- **Consegna**
Nel testo sul coronavirus in Afghanistan, a quale percentuale dei cittadini che rientravano il personale sanitario di frontiera riusciva a misurare la temperatura?

- **Testo proposto**
((

Ha viaggiato da Occidente il coronavirus che s’è affacciato in
Afghanistan. Come dappertutto nel mondo ha viaggiato con gli uomini,
soprattutto lavoratori migranti che da metà marzo hanno attraversato il confine
in direzione di Herat rientrando dall’Iran. Anch’essi avevano perso lavoro per
la progressiva copiosa serrata di tante attività rurali di raccolta di frutta e
ortaggi, di facchinaggio nei grandi centri di smistamento merci e nei bazar.
Alla frontiera, che ora è stata chiusa, il flusso crescente è diventato una
marea. Ammette il governatore della provincia di Herat, che il non numeroso
personale sanitario di controllo, riusciva a mala pena a misurare la
temperatura al 10% dei cittadini che rientravano. Il trasloco di per sé poteva
essere fonte di contagio: i bus erano zeppi, così come le camere prese in
affitto negli spostamenti di ritorno per un viaggio che, verso Kabul o ancora
più a est a Jalalabad dura due-tre-quattro giorni. Sono state giornate di
enorme calca e promiscuità, e ora che la dogana è stata chiusa c’è chi
attraversa una frontiera porosa con propri mezzi, finanche a piedi e soprattutto
senza controlli sanitari. Il bollettino dell’Organizzazione Mondiale della
Sanità stima poco più d’un centinaio di casi, ma non è una statistica è solo un
numero che rileva gli episodi eclatanti. Come altre situazioni critiche di Paesi
mediorientali le carenze strutturali non consentono di arginare una pandemia, e
se da una parte un certo isolamento delle persone è imposto da ragioni
d’incolumità per la presenza di attentati da parte dell’Isil, la coabitazione
nelle povere case delle città può infiammare eventuali focolai di chi porta il
virus da fuori. Per ora l’epicentro del Covid-19 è Herat, che conta un milione
e mezzo di abitanti stabili e dove la situazione della sicurezza è più calma
che altrove. Fra l’altro quattro militari italiani del contingente Nato di
stanza in città risultano positivi. Proprio quel che s’è visto nei giorni
scorsi con gruppi di persone a contatto di gomito nelle moschee, nelle strade,
nei parchi è l’esatto contrario d’un comportamento di prevenzione e
contenimento epidemico.

))

- **Voci riportate**
((

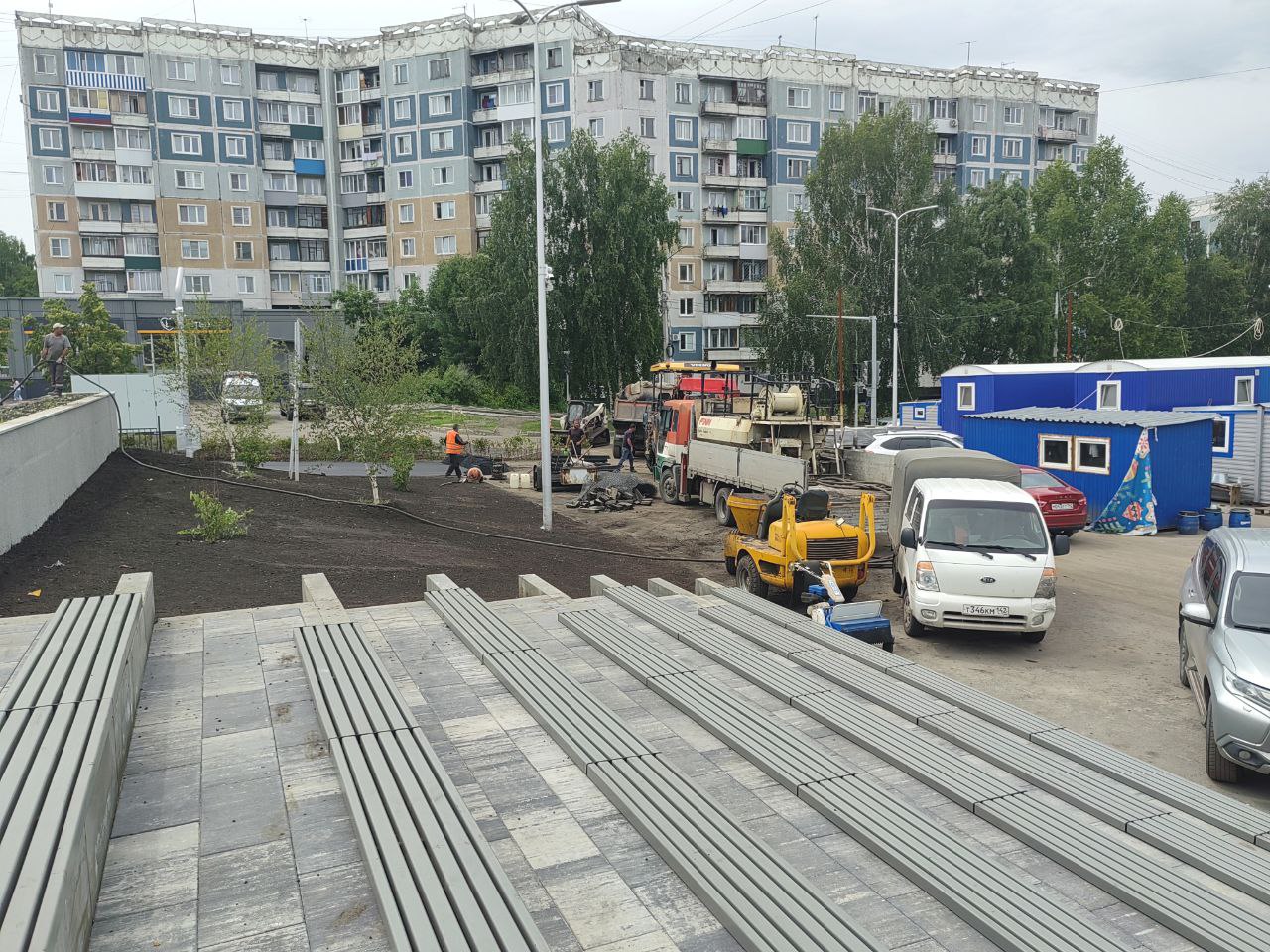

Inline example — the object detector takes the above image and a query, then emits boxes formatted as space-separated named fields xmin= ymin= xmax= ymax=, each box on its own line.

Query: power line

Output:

))
((

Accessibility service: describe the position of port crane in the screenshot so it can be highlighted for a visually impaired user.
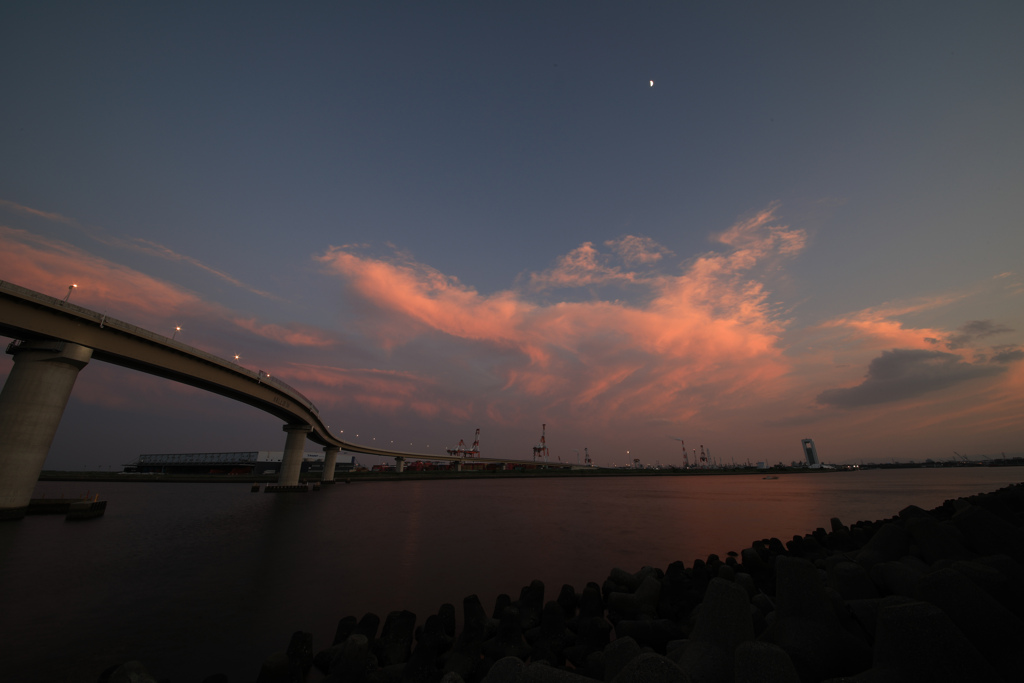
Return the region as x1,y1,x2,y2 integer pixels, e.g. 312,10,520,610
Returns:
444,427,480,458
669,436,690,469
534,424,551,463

))
((

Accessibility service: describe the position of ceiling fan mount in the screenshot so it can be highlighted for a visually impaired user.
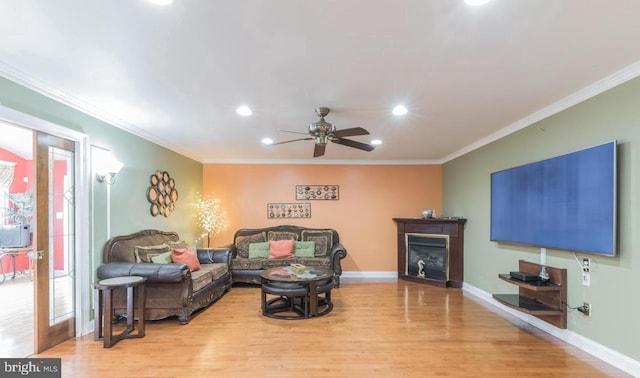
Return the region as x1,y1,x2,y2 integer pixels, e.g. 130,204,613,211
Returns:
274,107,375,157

))

- **Soluzione**
Al 10% dei cittadini che rientravano.